▶ _抽出テキスト_
#####

ハイデルベルクの話 その5

ドイツ個人旅行向けのリムジンサービスのドライバーガイドを始めてまだ2,3年しか
経っていない時の話。

ある日の朝10時頃、手配会社、いわゆるオペレーターから急に電話があった。

あるお年を召したご夫婦がハイデルベルクのホテルにおり、急に日本に帰ることになったので
私の車で空港まで送って行ってくれ、というリクエスト。

「どうしたんですか?病気でもしたんですか?」

「それがよくわからないのよ。お客様はホテルに13時まで滞在しているから、迎えに行って、
空港でチケットを受け取って送り出してちょうだい」。

「オーケー、オーケー。」

言われた時間にホテルに行き、お客様の部屋をノックする。

奥様が出て来て、部屋に入るとご主人がベッドに横になっていた。

「どうしました?ご病気ですか?」

「いや、そうじゃなくて、もう疲れてしまって動けんのですよ。昨日は朝の4時に起きて、ローマから
フランクフルトに飛んで、すぐにライン川のそばをドライブしてハイデルベルクに着いたのですが、
もう疲れてしまって・・・。それでもう日本に帰ることにしたんですわ」。

「それはそれは。でも、ここにこのままもう2、3日いらしてゆっくり休んでから、私の車でグループを
追いかけて行くこともできますよ。そうしましょうか?」。

#####

▶ _データ部_
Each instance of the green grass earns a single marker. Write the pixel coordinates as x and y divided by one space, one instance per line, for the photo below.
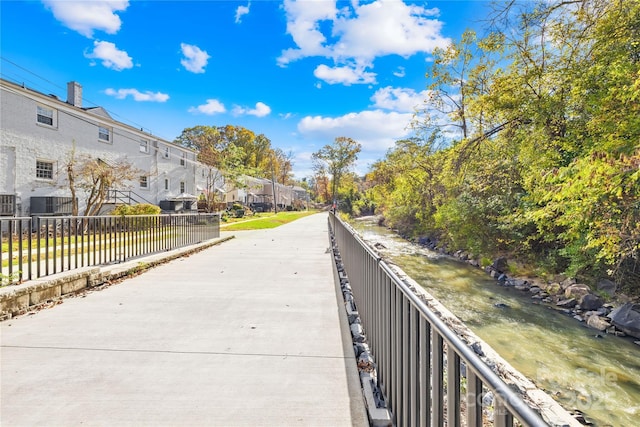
263 222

#####

▶ _演習問題_
- a) 抽出テキストから、「あるお年を召したご夫婦がハイ」で始まり「奥様が出て来て、部屋に入るとご主人がベッドに横になっていた。」に至るまでの箇所を、一字一句違えずに書き出してください。
- b) 抽出テキストにおいて、ご主人は前日の朝何時に起きたと述べていますか。

▶ _解答例_
- a)
あるお年を召したご夫婦がハイデルベルクのホテルにおり、急に日本に帰ることになったので
私の車で空港まで送って行ってくれ、というリクエスト。

「どうしたんですか?病気でもしたんですか?」

「それがよくわからないのよ。お客様はホテルに13時まで滞在しているから、迎えに行って、
空港でチケットを受け取って送り出してちょうだい」。

「オーケー、オーケー。」

言われた時間にホテルに行き、お客様の部屋をノックする。

奥様が出て来て、部屋に入るとご主人がベッドに横になっていた。

- b) 朝の4時です。